Instruction:
Rewrite the material below with "compact form" changed to "short form" wherever it occurs, leaving everything else unchanged. Omit the pictures from your answer.

### Given information ###

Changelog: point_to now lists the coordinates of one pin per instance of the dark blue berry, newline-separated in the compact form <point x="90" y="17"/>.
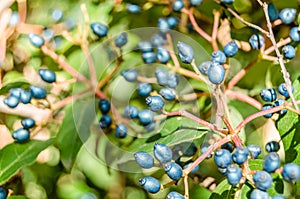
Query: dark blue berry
<point x="150" y="184"/>
<point x="291" y="172"/>
<point x="99" y="29"/>
<point x="38" y="92"/>
<point x="21" y="135"/>
<point x="28" y="123"/>
<point x="145" y="117"/>
<point x="262" y="180"/>
<point x="268" y="94"/>
<point x="47" y="75"/>
<point x="121" y="131"/>
<point x="144" y="159"/>
<point x="185" y="52"/>
<point x="222" y="158"/>
<point x="271" y="162"/>
<point x="216" y="73"/>
<point x="162" y="153"/>
<point x="173" y="170"/>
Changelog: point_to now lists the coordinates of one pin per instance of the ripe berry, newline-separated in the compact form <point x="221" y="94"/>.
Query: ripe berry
<point x="99" y="29"/>
<point x="11" y="101"/>
<point x="37" y="92"/>
<point x="152" y="185"/>
<point x="185" y="52"/>
<point x="21" y="135"/>
<point x="287" y="15"/>
<point x="130" y="75"/>
<point x="162" y="153"/>
<point x="131" y="112"/>
<point x="121" y="131"/>
<point x="268" y="94"/>
<point x="216" y="73"/>
<point x="254" y="150"/>
<point x="144" y="159"/>
<point x="222" y="158"/>
<point x="231" y="49"/>
<point x="271" y="162"/>
<point x="144" y="89"/>
<point x="145" y="117"/>
<point x="36" y="40"/>
<point x="121" y="39"/>
<point x="173" y="170"/>
<point x="262" y="180"/>
<point x="174" y="195"/>
<point x="234" y="174"/>
<point x="218" y="56"/>
<point x="155" y="103"/>
<point x="27" y="123"/>
<point x="258" y="194"/>
<point x="240" y="155"/>
<point x="47" y="75"/>
<point x="288" y="52"/>
<point x="256" y="41"/>
<point x="291" y="172"/>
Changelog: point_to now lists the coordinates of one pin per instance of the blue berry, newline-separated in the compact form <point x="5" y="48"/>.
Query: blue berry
<point x="145" y="117"/>
<point x="256" y="41"/>
<point x="271" y="162"/>
<point x="216" y="73"/>
<point x="268" y="94"/>
<point x="240" y="155"/>
<point x="173" y="170"/>
<point x="288" y="52"/>
<point x="36" y="40"/>
<point x="105" y="121"/>
<point x="168" y="93"/>
<point x="272" y="146"/>
<point x="283" y="90"/>
<point x="222" y="158"/>
<point x="150" y="184"/>
<point x="155" y="103"/>
<point x="262" y="180"/>
<point x="204" y="66"/>
<point x="104" y="105"/>
<point x="121" y="131"/>
<point x="234" y="174"/>
<point x="11" y="101"/>
<point x="149" y="57"/>
<point x="291" y="172"/>
<point x="163" y="55"/>
<point x="131" y="112"/>
<point x="99" y="29"/>
<point x="185" y="52"/>
<point x="174" y="195"/>
<point x="258" y="194"/>
<point x="21" y="135"/>
<point x="254" y="150"/>
<point x="47" y="75"/>
<point x="144" y="159"/>
<point x="231" y="49"/>
<point x="130" y="75"/>
<point x="162" y="153"/>
<point x="144" y="89"/>
<point x="28" y="123"/>
<point x="266" y="107"/>
<point x="218" y="56"/>
<point x="287" y="15"/>
<point x="38" y="92"/>
<point x="121" y="39"/>
<point x="272" y="12"/>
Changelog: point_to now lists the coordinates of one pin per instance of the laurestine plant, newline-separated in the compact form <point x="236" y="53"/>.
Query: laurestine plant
<point x="94" y="106"/>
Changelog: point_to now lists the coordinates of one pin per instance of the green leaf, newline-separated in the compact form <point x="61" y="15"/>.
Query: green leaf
<point x="15" y="156"/>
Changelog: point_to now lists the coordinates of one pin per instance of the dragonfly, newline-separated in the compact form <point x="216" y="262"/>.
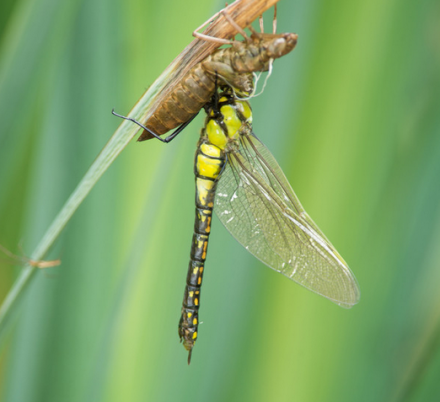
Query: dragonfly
<point x="238" y="178"/>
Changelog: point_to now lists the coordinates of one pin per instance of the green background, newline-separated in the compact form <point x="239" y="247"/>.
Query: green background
<point x="353" y="117"/>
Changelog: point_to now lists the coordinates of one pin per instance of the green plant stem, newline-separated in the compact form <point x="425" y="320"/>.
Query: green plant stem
<point x="243" y="12"/>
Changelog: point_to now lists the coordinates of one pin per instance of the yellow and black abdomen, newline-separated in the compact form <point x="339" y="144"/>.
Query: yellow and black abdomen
<point x="209" y="162"/>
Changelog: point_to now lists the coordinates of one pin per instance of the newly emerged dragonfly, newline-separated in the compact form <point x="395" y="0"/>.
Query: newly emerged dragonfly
<point x="238" y="178"/>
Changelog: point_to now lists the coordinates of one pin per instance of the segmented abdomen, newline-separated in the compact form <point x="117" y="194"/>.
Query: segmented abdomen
<point x="209" y="161"/>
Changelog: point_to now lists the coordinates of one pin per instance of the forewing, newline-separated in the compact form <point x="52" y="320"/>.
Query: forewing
<point x="257" y="205"/>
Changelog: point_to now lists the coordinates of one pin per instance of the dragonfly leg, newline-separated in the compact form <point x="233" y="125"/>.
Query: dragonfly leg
<point x="165" y="140"/>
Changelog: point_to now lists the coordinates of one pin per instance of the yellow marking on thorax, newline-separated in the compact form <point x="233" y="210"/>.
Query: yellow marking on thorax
<point x="245" y="110"/>
<point x="208" y="167"/>
<point x="203" y="188"/>
<point x="216" y="136"/>
<point x="232" y="121"/>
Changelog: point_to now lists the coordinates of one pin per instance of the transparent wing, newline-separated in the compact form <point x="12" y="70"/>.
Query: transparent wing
<point x="257" y="205"/>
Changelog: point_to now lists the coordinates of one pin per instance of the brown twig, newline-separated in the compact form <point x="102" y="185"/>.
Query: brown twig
<point x="32" y="263"/>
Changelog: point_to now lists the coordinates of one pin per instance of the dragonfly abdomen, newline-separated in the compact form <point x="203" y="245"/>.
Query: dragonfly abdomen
<point x="209" y="162"/>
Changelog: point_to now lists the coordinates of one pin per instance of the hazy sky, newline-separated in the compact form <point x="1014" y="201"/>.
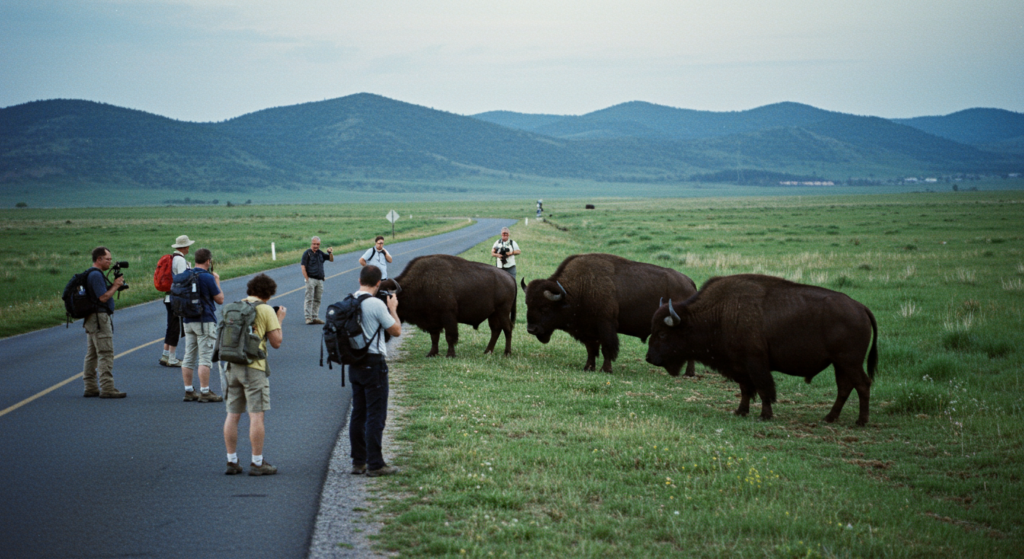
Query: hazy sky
<point x="214" y="59"/>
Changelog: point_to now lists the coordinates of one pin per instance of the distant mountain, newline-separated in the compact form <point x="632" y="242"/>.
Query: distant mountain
<point x="366" y="136"/>
<point x="519" y="121"/>
<point x="975" y="126"/>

###

Correct answer:
Changelog: point_to now lists the coordinates of one pin per instance of the dark blue berry, newline-separated in the short form <point x="90" y="17"/>.
Query: dark blue berry
<point x="150" y="184"/>
<point x="291" y="172"/>
<point x="99" y="29"/>
<point x="38" y="92"/>
<point x="21" y="135"/>
<point x="28" y="123"/>
<point x="145" y="117"/>
<point x="262" y="180"/>
<point x="268" y="94"/>
<point x="47" y="75"/>
<point x="121" y="131"/>
<point x="144" y="159"/>
<point x="185" y="52"/>
<point x="222" y="158"/>
<point x="271" y="162"/>
<point x="216" y="73"/>
<point x="162" y="153"/>
<point x="173" y="170"/>
Changelog: point_to now lists the coordinates of one pin per instance of the ripe berry, newline-separated in the short form <point x="221" y="94"/>.
Query: ripe berry
<point x="99" y="29"/>
<point x="11" y="101"/>
<point x="37" y="92"/>
<point x="152" y="185"/>
<point x="185" y="52"/>
<point x="21" y="135"/>
<point x="287" y="15"/>
<point x="130" y="75"/>
<point x="162" y="153"/>
<point x="131" y="112"/>
<point x="121" y="131"/>
<point x="268" y="94"/>
<point x="216" y="73"/>
<point x="254" y="150"/>
<point x="144" y="159"/>
<point x="222" y="158"/>
<point x="231" y="49"/>
<point x="271" y="162"/>
<point x="144" y="89"/>
<point x="145" y="117"/>
<point x="36" y="40"/>
<point x="121" y="39"/>
<point x="173" y="170"/>
<point x="262" y="180"/>
<point x="174" y="195"/>
<point x="234" y="174"/>
<point x="218" y="56"/>
<point x="155" y="103"/>
<point x="27" y="123"/>
<point x="258" y="194"/>
<point x="240" y="155"/>
<point x="47" y="75"/>
<point x="288" y="52"/>
<point x="256" y="41"/>
<point x="291" y="172"/>
Changelog: point_to now lists the coordinates of one pin per instance of the blue berry, newline-separated in the short form <point x="5" y="48"/>.
Query: blue berry
<point x="145" y="117"/>
<point x="256" y="41"/>
<point x="271" y="162"/>
<point x="216" y="73"/>
<point x="268" y="94"/>
<point x="240" y="155"/>
<point x="173" y="170"/>
<point x="288" y="52"/>
<point x="36" y="40"/>
<point x="105" y="121"/>
<point x="168" y="93"/>
<point x="272" y="146"/>
<point x="283" y="90"/>
<point x="222" y="158"/>
<point x="150" y="184"/>
<point x="155" y="103"/>
<point x="262" y="180"/>
<point x="204" y="66"/>
<point x="104" y="105"/>
<point x="121" y="131"/>
<point x="234" y="174"/>
<point x="11" y="101"/>
<point x="149" y="57"/>
<point x="291" y="172"/>
<point x="163" y="55"/>
<point x="131" y="112"/>
<point x="99" y="29"/>
<point x="185" y="52"/>
<point x="174" y="195"/>
<point x="258" y="194"/>
<point x="21" y="135"/>
<point x="254" y="150"/>
<point x="47" y="75"/>
<point x="144" y="159"/>
<point x="231" y="49"/>
<point x="130" y="75"/>
<point x="162" y="153"/>
<point x="144" y="89"/>
<point x="28" y="123"/>
<point x="266" y="107"/>
<point x="218" y="56"/>
<point x="287" y="15"/>
<point x="38" y="92"/>
<point x="121" y="39"/>
<point x="272" y="12"/>
Changelog: point_to now lists the coordinates of one pin per instance of the laurestine plant, newline-separated in the short form <point x="236" y="53"/>.
Query: laurestine plant
<point x="94" y="106"/>
Changelog: point_to now lists the coordinates of one pin per instance of the green leaf, newline-separated in the short form <point x="61" y="15"/>.
Query: green leaf
<point x="15" y="156"/>
Changelog: point_to now lists the coordinates of one pin per instance of the dragonfly, newline-separated in the short form <point x="216" y="262"/>.
Query: dragonfly
<point x="238" y="178"/>
Changelog: point_to now lists the coordinates of one pin per instance of the green background, newline-separated in the short form <point x="239" y="247"/>.
Query: green background
<point x="353" y="117"/>
Changelog: point_to now lists the coordinates of one pin per instance of the green plant stem, newline-separated in the short form <point x="425" y="320"/>.
Query: green plant stem
<point x="243" y="12"/>
Changelog: point_to now lists the coordinates of one pin per instance of the yellow and black abdomen, newline-separated in the short form <point x="339" y="144"/>.
Query: yellow and black abdomen
<point x="209" y="162"/>
Changelog: point_to now lists the coordinates of one pin per instance of the newly emerged dragonfly, newline-separated in the short form <point x="395" y="0"/>.
Query: newly emerged dragonfly
<point x="238" y="178"/>
Changelog: point_to now lists the coordinates of one pin per instance of the segmented abdomen, newline-separated in the short form <point x="117" y="194"/>.
Query: segmented abdomen
<point x="209" y="161"/>
Changelog: point_to now lists the coordinates of one pin per instance of the forewing, newline-separated in the short form <point x="52" y="320"/>.
Query: forewing
<point x="257" y="205"/>
Changelog: point_to now lists the coordinates of one pin per instance of the dragonfly leg, newline-separated in the short form <point x="233" y="125"/>.
Query: dragonfly leg
<point x="165" y="140"/>
Changelog: point_to now lists the coordinates of one pin per instance of the yellow marking on thorax, newline-separated in the short form <point x="233" y="210"/>.
Query: yellow marking on thorax
<point x="245" y="110"/>
<point x="208" y="167"/>
<point x="203" y="188"/>
<point x="216" y="136"/>
<point x="232" y="121"/>
Changelog: point_to now lists the coordinates of one pin per instance of the transparent wing, newline-separated in the short form <point x="12" y="70"/>.
Query: transparent wing
<point x="257" y="205"/>
Changelog: point_to now lists the coordinates of one pin per instance of the brown twig, newline-separated in the short form <point x="102" y="185"/>.
Query: brown twig
<point x="32" y="263"/>
Changelog: point_to now lists the coordinates of one pin per instance of the dragonfly abdomen, newline-separated in the short form <point x="203" y="245"/>.
Query: dragonfly abdomen
<point x="209" y="162"/>
Changelog: point_to now lists the coordinates of one pin per instance of the hazy sky, newline-separated in the short form <point x="1014" y="201"/>.
Query: hazy sky
<point x="214" y="59"/>
Changelog: point_to now lists the coordinates of one pin per instance of the distant mountain, newline-separated in the short form <point x="632" y="242"/>.
Query: distant mountain
<point x="366" y="136"/>
<point x="519" y="121"/>
<point x="975" y="126"/>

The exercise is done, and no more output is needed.